Document.
+++++

Rabbit farming¶
During this time we bought a ticket for a raffle which, as usual in these times of great shortage, had a live rabbit as a prize. We had the good luck or bad luck to win him; I’ve never quite made up my mind which it was. He was a sandy grey colour and on good authority we were told that he was of a breed called Flemish Giants. Joe made a cage for him and he was duly installed in the garden and was a great novelty for a week or two.
Never in all my life have I met any animal who in comparison to his size could eat so much; he was always hungry, and although I went out to him several times a day with baked crusts, dandelions, hay or any other titbit that I could lay my hands on, about five minutes later he would be sitting against the wire netting of his cage with a baleful look in his eyes which seemed to accuse me of starving him and when he got really ravenous he would stamp his back legs on the wooden floor of the hutch with great venom and I would feel quite guilty.
At last I felt that it was altogether too much of a good thing that our meagre rations should have to go to feed this ever hungry rabbit and felt that things should be the other way about and that he should be a supplement to my rations.

+++++

Data supplied.
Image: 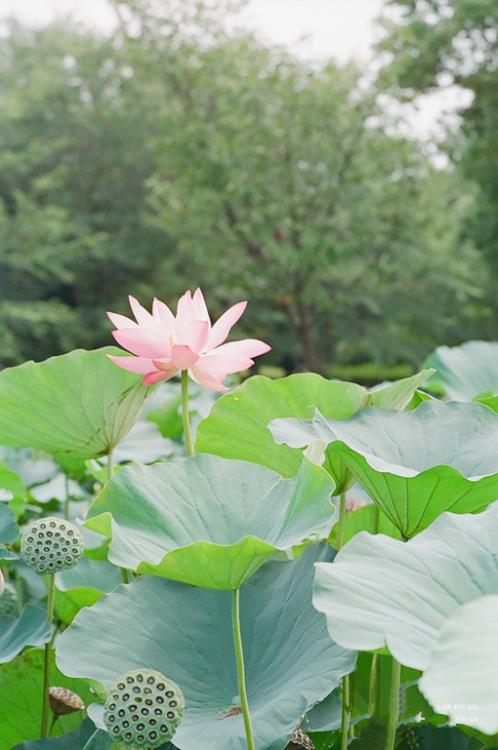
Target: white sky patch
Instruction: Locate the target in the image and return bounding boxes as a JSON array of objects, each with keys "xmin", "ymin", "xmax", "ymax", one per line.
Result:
[{"xmin": 0, "ymin": 0, "xmax": 469, "ymax": 141}]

+++++

Directives.
A. How would you put this sentence from the rabbit farming passage into Spanish: "He was a sandy grey colour and on good authority we were told that he was of a breed called Flemish Giants."
B. Can you reproduce the rabbit farming passage word for word, from "Never in all" up to and including "to my rations."?
C. Answer these about the rabbit farming passage:
(i) What was the prize in the raffle?
(ii) Who made a cage for the rabbit?
(iii) What did the rabbit stamp his back legs on when he got really ravenous?

Results of the exercise.
A. Era de un color gris arenoso y, de buena fuente, nos dijeron que pertenecía a una raza llamada Gigante de Flandes.

B.
Never in all my life have I met any animal who in comparison to his size could eat so much; he was always hungry, and although I went out to him several times a day with baked crusts, dandelions, hay or any other titbit that I could lay my hands on, about five minutes later he would be sitting against the wire netting of his cage with a baleful look in his eyes which seemed to accuse me of starving him and when he got really ravenous he would stamp his back legs on the wooden floor of the hutch with great venom and I would feel quite guilty.
At last I felt that it was altogether too much of a good thing that our meagre rations should have to go to feed this ever hungry rabbit and felt that things should be the other way about and that he should be a supplement to my rations.

C.
(i) A live rabbit.
(ii) Joe.
(iii) The wooden floor of the hutch.